### Teks Bacaan
↓↓↓

JAKARTA, KOMPAS.com - Pakar Hukum Tata Negara dari Universitas Andalas, Feri Amsari, menyebut, salah ketik di Undang-undang Nomor 11 Tahun 2020 tentang Cipta Kerja merupakan persoalan serius.
Pemerintah dan DPR tak bisa begitu saja memperbaiki kesalahan pengetikan tersebut tanpa melalui mekanisme pembentukan peraturan perundang-undangan yang berlaku.
"Tidak bisa seperti itu. Ini kan pembuatan UU yang tata caranya sudah ditentukan oleh konstitusi Pasal 22 A yang didelegasikan kepada UU khusus yaitu UU 12 Tahun 2011 juncto UU 15 Tahun 2019 tentang pembentukan peraturan perundang-undangan," kata Feri kepada Kompas.com, Rabu (4/11/2020).
Baca juga: Soal Salah Ketik di UU Cipta Kerja, Setneg Sebut Itu Pelajaran Berharga
"Kalau sudah selesai pengundangan, tidak ada lagi utak-atiknya itu sebenarnya," tuturnya.
Feri mengatakan, jika kesalahan pengetikannya hanya terjadi di satu atau dua huruf saja (typo), masih memungkinkan bagi pemerintah dan DPR melakukan kesepakatan perbaikan, kemudian mencatatkan hasil dari perbaikan tersebut ke dalam Lembaran Negara.
Namun demikian, jika kesalahan yang terjadi perihal mengaitkan satu pasal dengan yang lain seperti yang terjadi pada UU Cipta Kerja, mekanisme kesepakatan perbaikan itu tidak dapat dilakukan.
Sebab, kesalahan ini bertentangan dengan asas kecermatan dan bisa menimbulkan kesalahan interpretasi.
Oleh karenanya, untuk menyelesaikan persoalan ini, kata Feri, setidaknya ada tiga mekanisme yang bisa ditempuh. Pertama, executive review melalui penerbitan peraturan pemerintah pengganti undang-undang (Perppu).

↑↑↑

### Entri Data
↓↓↓

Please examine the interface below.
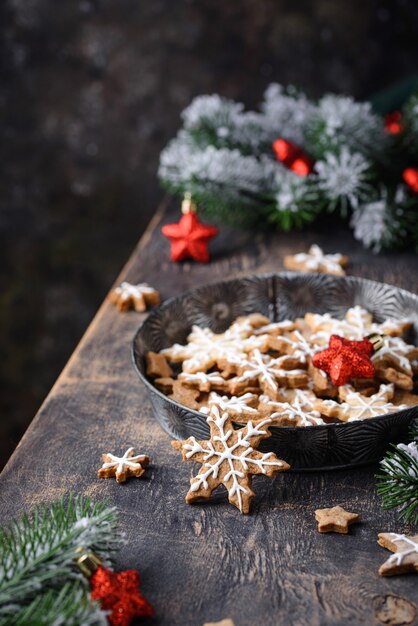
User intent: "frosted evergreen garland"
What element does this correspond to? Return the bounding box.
[159,84,418,252]
[377,421,418,523]
[0,497,123,626]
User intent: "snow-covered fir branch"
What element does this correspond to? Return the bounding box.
[377,424,418,523]
[159,83,418,252]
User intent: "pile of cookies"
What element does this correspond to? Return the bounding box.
[146,306,418,426]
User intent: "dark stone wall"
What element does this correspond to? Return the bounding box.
[0,0,418,464]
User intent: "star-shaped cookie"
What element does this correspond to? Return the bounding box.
[284,243,348,276]
[97,448,150,483]
[109,281,160,313]
[315,506,360,535]
[171,406,290,513]
[378,533,418,576]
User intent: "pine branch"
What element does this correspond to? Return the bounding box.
[376,420,418,523]
[0,495,121,616]
[0,583,108,626]
[159,84,418,252]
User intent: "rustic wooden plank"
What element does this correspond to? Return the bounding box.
[0,201,418,626]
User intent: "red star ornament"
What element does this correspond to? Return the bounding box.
[312,335,375,386]
[90,565,154,626]
[161,212,219,263]
[402,167,418,193]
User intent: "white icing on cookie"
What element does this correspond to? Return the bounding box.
[183,406,283,512]
[115,281,157,300]
[387,533,418,565]
[293,243,344,274]
[102,448,147,474]
[199,391,258,415]
[236,350,306,391]
[338,384,407,422]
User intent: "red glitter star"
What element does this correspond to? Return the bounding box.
[90,565,154,626]
[161,212,218,263]
[312,335,375,386]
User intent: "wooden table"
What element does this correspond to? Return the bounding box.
[0,201,418,626]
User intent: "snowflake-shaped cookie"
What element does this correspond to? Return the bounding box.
[259,389,325,426]
[268,330,322,363]
[109,281,160,313]
[378,533,418,576]
[97,448,149,483]
[284,244,348,276]
[178,372,227,392]
[316,384,407,422]
[305,305,411,343]
[171,406,290,513]
[231,350,308,400]
[372,337,418,390]
[199,391,258,421]
[161,323,266,374]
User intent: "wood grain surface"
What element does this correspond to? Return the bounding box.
[0,200,418,626]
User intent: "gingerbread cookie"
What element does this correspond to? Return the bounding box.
[258,389,325,426]
[378,533,418,576]
[161,322,266,374]
[97,448,150,483]
[316,385,407,422]
[230,350,308,399]
[178,372,228,392]
[145,352,173,378]
[199,391,259,422]
[168,380,200,411]
[284,243,348,276]
[171,406,290,513]
[315,506,360,535]
[147,305,418,426]
[109,281,160,313]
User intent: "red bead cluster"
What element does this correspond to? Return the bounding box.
[312,335,375,386]
[90,565,154,626]
[273,138,313,176]
[402,167,418,193]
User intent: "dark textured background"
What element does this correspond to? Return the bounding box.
[0,0,418,465]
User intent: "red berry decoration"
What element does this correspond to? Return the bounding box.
[90,565,154,626]
[312,335,375,386]
[384,111,403,135]
[402,167,418,193]
[273,138,313,176]
[161,193,219,263]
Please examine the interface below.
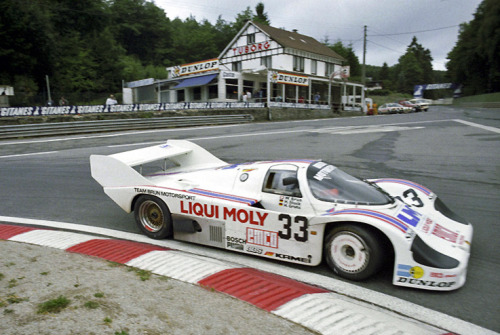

↑↑↑

### Tugas Latihan
a – Ambil setiap baris dalam entri yang memuat kata "dark".
b – Lanjutkan artikel tentang salah ketik di UU Cipta Kerja setelah kalimat terakhir yang ditampilkan.
Artikel dan entri di halaman ini tidak saling berkaitan.

### Daftar Jawaban
a –
User intent: "dark stone wall"
User intent: "dark textured background"

b –
"Kalau Perppu yang berupaya mengoreksi pasal yang salah itu ya tentu bisa saja, tapi kan untuk sekelas Perppu masa cuma memperbaiki satu pasal, perbaiki juga lah masalah yang lebih besar di UU itu," ujar Feri.
Mekanisme kedua yakni legislative review. Langkah ini ditempuh oleh lembaga legislatif, dalam hal ini DPR, dengan mencabut UU Cipta Kerja atau menerbitkan undang-undang yang membatalkan berlakunya UU tersebut.
Ketiga, judicial review melalui lembaga peradilan baik Mahkamah Konstitusi (MK), Mahkamah Agung (MA), maupun Pengadilan Tata Usaha Negara (PTUN).
Menurut Feri, sejumlah kesalahan yang terjadi dalam pembentukan UU Cipta Kerja dapat dijadikan alasan yang kuat untuk mengajukan gugatan ke PTUN. Oleh PTUN, UU ini berpotensi dinyatakan batal demi hukum lantaran pembentukannya cacat prosedur.
"Kalau kemudian Mensesneg dan DPR melakukan perbaikan dengan kesepakatan tanpa prosedur yang jelas bukan tidak mungkin itu menambah alasan untuk menggugatnya ke Peradilan Tata Usaha Negara atau ke MK," kata Feri.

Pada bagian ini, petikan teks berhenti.